◆ EXTRACT PROVIDED ◆
Dave Sork at the Anna Maria City Pier says Spanish mackerel are dominating the morning bite. Pier fishers using silver spoons or white jigs are catching macks in 12-20 inches in length and near limits, too. While targeting macks, expect to catch jack crevalle, ladyfish, blue runners and lizardfish.
Under the pier, mangrove snapper are filling their little bellies from the school of everlasting shiners that are taking residence around the pier. To target these fat little fryers, drop a small live shiner under the pier and let it sink to the bottom. A split shot placed 12 inches above your hook will aid in keeping the bait in the strike zone. If the snapper are picky, try a shiner cut in half or a live mojarra.
Johnny Mattay at Island Discount Tackle is producing good numbers of fish from the beaches of Anna Maria Island and Longboat Key. Mattay is using a variety of baits to target a wide range of species. Redfish are feeding on pinfish and live shiners free-lined or fished on the bottom. According to Mattay, fish exceeding 30 inches are not uncommon so plan your beach fishing tackle accordingly. Migratory species such as macks, blue runners and especially jack crevalle are being caught on jigs, spoons and Gotcha plugs. Mattay also is managing to find a good flounder bite, which is always a welcome scenario. Fish up to 3 pounds are being reeled up in the surf.
In the backcountry of Anna Maria Island Sound and the surrounding waters, Mattay is getting news at the tackle shop of good action on redfish and snook, both being caught on live shiners. Expect to catch slot and over-slot redfish during morning tides. For the snook, most are 20-24 inches, although some slot-size fish are being reported.

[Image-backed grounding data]

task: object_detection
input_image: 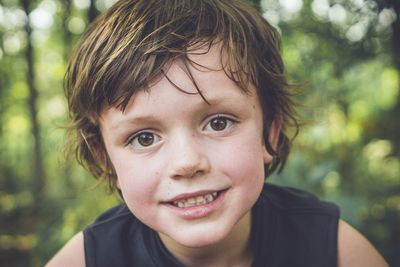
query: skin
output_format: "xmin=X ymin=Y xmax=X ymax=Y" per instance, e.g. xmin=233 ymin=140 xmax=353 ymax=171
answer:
xmin=47 ymin=47 xmax=387 ymax=267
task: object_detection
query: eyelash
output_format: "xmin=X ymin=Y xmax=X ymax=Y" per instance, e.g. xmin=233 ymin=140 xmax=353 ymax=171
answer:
xmin=126 ymin=114 xmax=238 ymax=149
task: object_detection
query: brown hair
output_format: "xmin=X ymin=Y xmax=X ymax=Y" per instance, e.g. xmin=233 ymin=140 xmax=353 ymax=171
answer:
xmin=65 ymin=0 xmax=298 ymax=193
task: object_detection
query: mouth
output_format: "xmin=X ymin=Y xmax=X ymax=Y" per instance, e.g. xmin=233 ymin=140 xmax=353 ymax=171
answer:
xmin=170 ymin=191 xmax=219 ymax=208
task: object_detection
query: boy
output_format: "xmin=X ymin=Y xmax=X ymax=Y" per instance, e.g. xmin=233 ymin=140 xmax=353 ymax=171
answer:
xmin=48 ymin=0 xmax=387 ymax=267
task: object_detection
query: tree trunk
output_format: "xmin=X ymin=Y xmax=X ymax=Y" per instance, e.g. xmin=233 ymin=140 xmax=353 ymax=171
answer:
xmin=21 ymin=0 xmax=45 ymax=206
xmin=60 ymin=0 xmax=72 ymax=62
xmin=87 ymin=0 xmax=99 ymax=23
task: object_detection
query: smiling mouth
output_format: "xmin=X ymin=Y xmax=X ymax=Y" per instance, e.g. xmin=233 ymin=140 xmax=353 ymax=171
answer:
xmin=171 ymin=192 xmax=219 ymax=208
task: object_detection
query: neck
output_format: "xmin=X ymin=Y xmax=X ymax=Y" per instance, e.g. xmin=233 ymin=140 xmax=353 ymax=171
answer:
xmin=159 ymin=212 xmax=253 ymax=267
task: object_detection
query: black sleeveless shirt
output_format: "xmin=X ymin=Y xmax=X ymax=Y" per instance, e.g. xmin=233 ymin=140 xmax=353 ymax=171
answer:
xmin=83 ymin=184 xmax=339 ymax=267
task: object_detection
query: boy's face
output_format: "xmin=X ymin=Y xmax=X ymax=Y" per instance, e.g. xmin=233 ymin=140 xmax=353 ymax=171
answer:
xmin=100 ymin=44 xmax=279 ymax=251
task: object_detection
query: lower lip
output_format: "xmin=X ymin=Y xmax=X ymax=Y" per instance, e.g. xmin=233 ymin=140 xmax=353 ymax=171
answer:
xmin=162 ymin=190 xmax=226 ymax=220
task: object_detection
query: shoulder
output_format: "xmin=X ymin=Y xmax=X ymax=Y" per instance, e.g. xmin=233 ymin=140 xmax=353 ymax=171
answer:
xmin=338 ymin=220 xmax=389 ymax=267
xmin=261 ymin=183 xmax=340 ymax=218
xmin=46 ymin=232 xmax=86 ymax=267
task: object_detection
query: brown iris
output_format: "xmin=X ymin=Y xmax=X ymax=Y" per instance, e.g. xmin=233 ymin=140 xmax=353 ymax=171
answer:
xmin=137 ymin=133 xmax=154 ymax=146
xmin=210 ymin=117 xmax=227 ymax=131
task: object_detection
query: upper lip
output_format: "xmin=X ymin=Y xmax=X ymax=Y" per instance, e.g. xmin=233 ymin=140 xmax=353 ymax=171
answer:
xmin=164 ymin=190 xmax=221 ymax=203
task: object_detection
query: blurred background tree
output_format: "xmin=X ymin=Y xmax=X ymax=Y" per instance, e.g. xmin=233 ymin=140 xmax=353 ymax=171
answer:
xmin=0 ymin=0 xmax=400 ymax=266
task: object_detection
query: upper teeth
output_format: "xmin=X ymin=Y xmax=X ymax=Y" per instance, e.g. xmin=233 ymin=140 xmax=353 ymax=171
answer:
xmin=173 ymin=192 xmax=218 ymax=208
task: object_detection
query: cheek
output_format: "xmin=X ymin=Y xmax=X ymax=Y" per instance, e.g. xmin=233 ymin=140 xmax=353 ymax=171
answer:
xmin=110 ymin=153 xmax=157 ymax=207
xmin=217 ymin=134 xmax=264 ymax=187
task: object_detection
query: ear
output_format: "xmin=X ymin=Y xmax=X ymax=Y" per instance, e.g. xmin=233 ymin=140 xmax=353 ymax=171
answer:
xmin=263 ymin=115 xmax=282 ymax=164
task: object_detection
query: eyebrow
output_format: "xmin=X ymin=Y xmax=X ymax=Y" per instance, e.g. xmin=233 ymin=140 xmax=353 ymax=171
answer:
xmin=109 ymin=95 xmax=244 ymax=131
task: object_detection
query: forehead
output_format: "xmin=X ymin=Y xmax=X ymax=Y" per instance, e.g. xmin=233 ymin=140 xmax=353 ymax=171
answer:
xmin=101 ymin=45 xmax=258 ymax=126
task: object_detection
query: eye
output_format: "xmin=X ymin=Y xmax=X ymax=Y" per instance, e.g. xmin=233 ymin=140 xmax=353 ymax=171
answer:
xmin=129 ymin=132 xmax=160 ymax=148
xmin=205 ymin=115 xmax=235 ymax=132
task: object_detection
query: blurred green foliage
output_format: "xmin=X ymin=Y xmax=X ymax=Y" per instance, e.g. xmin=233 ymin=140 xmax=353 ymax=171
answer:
xmin=0 ymin=0 xmax=400 ymax=266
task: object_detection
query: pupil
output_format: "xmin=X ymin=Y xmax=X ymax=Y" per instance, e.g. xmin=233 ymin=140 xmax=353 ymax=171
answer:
xmin=138 ymin=133 xmax=154 ymax=146
xmin=211 ymin=118 xmax=226 ymax=131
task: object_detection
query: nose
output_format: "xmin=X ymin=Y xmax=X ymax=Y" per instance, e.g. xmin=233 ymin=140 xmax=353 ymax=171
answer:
xmin=168 ymin=133 xmax=210 ymax=179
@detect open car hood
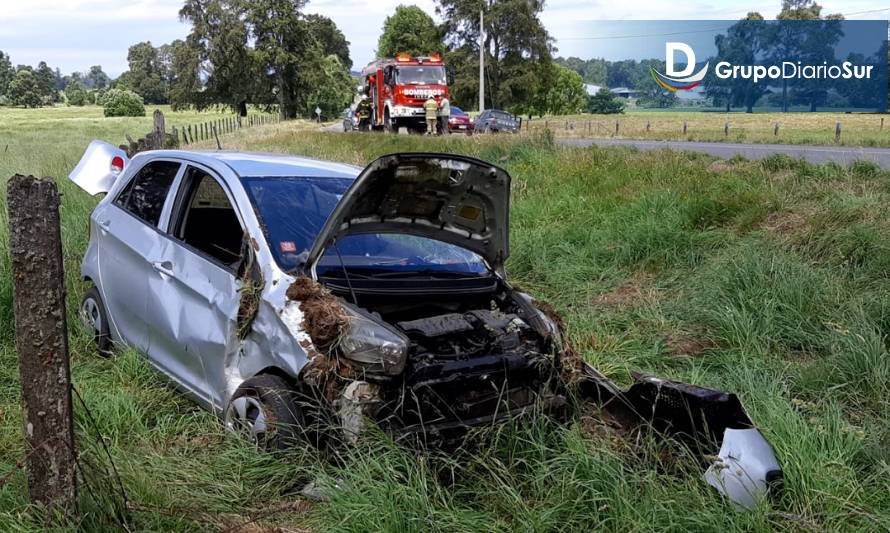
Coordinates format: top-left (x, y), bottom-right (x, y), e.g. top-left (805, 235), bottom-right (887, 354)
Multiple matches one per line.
top-left (304, 153), bottom-right (510, 273)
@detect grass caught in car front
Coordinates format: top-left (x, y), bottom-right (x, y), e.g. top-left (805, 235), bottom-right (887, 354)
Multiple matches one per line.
top-left (0, 118), bottom-right (890, 531)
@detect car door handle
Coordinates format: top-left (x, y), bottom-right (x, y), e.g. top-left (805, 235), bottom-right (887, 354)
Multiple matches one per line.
top-left (151, 261), bottom-right (173, 278)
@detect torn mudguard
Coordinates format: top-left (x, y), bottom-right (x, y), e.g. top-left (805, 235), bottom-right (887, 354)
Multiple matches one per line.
top-left (577, 363), bottom-right (782, 509)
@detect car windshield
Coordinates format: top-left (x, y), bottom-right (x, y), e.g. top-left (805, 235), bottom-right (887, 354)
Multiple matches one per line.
top-left (396, 66), bottom-right (445, 85)
top-left (241, 177), bottom-right (488, 276)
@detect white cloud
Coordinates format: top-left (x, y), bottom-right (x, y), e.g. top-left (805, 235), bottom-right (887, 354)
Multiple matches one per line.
top-left (0, 0), bottom-right (876, 75)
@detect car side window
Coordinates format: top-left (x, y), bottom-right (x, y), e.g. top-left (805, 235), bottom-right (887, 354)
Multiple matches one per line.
top-left (114, 161), bottom-right (181, 226)
top-left (170, 166), bottom-right (244, 268)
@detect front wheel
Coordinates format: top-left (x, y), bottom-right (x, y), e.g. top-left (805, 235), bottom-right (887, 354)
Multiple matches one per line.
top-left (80, 287), bottom-right (113, 357)
top-left (225, 374), bottom-right (304, 450)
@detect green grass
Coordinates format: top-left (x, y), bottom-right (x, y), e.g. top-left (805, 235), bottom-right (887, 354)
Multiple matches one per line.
top-left (0, 110), bottom-right (890, 531)
top-left (523, 110), bottom-right (890, 147)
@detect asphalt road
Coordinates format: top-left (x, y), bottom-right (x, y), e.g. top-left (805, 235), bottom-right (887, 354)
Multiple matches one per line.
top-left (557, 139), bottom-right (890, 169)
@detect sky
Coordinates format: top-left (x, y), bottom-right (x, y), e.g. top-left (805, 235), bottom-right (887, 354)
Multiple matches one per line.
top-left (0, 0), bottom-right (890, 76)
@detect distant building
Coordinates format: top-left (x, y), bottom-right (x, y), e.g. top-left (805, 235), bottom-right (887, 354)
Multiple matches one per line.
top-left (609, 87), bottom-right (639, 98)
top-left (584, 83), bottom-right (603, 96)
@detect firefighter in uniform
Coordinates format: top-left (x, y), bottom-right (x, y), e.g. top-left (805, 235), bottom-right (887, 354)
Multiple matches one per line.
top-left (423, 96), bottom-right (439, 135)
top-left (439, 96), bottom-right (451, 134)
top-left (355, 94), bottom-right (371, 131)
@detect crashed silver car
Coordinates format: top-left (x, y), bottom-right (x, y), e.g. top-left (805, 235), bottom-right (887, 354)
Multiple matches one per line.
top-left (70, 141), bottom-right (781, 507)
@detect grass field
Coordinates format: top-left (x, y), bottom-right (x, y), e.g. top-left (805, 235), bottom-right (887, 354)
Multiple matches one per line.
top-left (523, 110), bottom-right (890, 147)
top-left (0, 110), bottom-right (890, 532)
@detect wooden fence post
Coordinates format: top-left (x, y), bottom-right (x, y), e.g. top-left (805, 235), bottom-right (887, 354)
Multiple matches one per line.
top-left (146, 109), bottom-right (167, 150)
top-left (7, 175), bottom-right (77, 513)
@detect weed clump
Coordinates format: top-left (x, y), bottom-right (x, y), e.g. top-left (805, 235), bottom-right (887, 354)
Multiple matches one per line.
top-left (286, 276), bottom-right (349, 354)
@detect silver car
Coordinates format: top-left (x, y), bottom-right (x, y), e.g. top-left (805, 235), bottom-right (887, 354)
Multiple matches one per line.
top-left (70, 141), bottom-right (781, 504)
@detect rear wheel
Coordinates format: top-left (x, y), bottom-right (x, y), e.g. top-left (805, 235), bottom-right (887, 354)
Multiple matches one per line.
top-left (225, 374), bottom-right (304, 450)
top-left (80, 287), bottom-right (113, 357)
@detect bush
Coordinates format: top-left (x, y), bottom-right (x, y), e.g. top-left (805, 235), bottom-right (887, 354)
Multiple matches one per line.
top-left (65, 81), bottom-right (88, 106)
top-left (587, 87), bottom-right (624, 115)
top-left (102, 89), bottom-right (145, 117)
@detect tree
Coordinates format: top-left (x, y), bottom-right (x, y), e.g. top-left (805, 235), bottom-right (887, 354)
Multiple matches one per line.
top-left (179, 0), bottom-right (271, 116)
top-left (705, 12), bottom-right (775, 113)
top-left (436, 0), bottom-right (553, 110)
top-left (305, 15), bottom-right (352, 68)
top-left (305, 54), bottom-right (355, 117)
top-left (247, 0), bottom-right (324, 119)
top-left (102, 89), bottom-right (145, 117)
top-left (168, 39), bottom-right (203, 111)
top-left (554, 57), bottom-right (609, 85)
top-left (377, 5), bottom-right (445, 57)
top-left (520, 63), bottom-right (587, 115)
top-left (34, 61), bottom-right (59, 103)
top-left (116, 41), bottom-right (167, 104)
top-left (84, 65), bottom-right (111, 89)
top-left (65, 81), bottom-right (88, 106)
top-left (587, 87), bottom-right (624, 115)
top-left (6, 67), bottom-right (43, 107)
top-left (776, 0), bottom-right (843, 20)
top-left (0, 50), bottom-right (15, 96)
top-left (771, 0), bottom-right (844, 111)
top-left (177, 0), bottom-right (352, 118)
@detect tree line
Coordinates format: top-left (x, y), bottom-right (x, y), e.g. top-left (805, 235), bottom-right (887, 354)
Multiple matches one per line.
top-left (555, 0), bottom-right (890, 112)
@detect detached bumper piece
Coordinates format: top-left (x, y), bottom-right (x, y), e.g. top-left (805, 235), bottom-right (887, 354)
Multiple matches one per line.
top-left (578, 364), bottom-right (782, 509)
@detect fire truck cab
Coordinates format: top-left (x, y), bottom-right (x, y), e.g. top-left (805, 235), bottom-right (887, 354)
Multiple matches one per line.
top-left (362, 54), bottom-right (451, 131)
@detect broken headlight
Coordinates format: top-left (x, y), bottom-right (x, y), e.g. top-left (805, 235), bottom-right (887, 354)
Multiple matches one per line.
top-left (338, 307), bottom-right (408, 376)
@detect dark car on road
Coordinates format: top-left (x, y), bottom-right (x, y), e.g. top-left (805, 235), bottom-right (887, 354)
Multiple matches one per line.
top-left (476, 109), bottom-right (520, 133)
top-left (343, 107), bottom-right (358, 132)
top-left (448, 106), bottom-right (475, 135)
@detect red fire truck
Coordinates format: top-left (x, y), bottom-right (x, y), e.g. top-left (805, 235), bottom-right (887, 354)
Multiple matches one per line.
top-left (362, 54), bottom-right (451, 131)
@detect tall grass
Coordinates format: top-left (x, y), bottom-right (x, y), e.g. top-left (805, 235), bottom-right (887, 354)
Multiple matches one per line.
top-left (0, 110), bottom-right (890, 531)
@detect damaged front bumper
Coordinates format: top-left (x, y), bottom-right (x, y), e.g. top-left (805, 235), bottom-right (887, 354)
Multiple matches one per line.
top-left (577, 363), bottom-right (783, 509)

◆ WHAT THE TASK REQUIRES ◆
Reproduce the fishing report between "Dave Sork at" and "runners and lizardfish.", inclusive, swapping "silver spoons" for "gold spoons". The items are not required for any of the work here.

◆ RESULT OF THE EXERCISE ◆
Dave Sork at the Anna Maria City Pier says Spanish mackerel are dominating the morning bite. Pier fishers using gold spoons or white jigs are catching macks in 12-20 inches in length and near limits, too. While targeting macks, expect to catch jack crevalle, ladyfish, blue runners and lizardfish.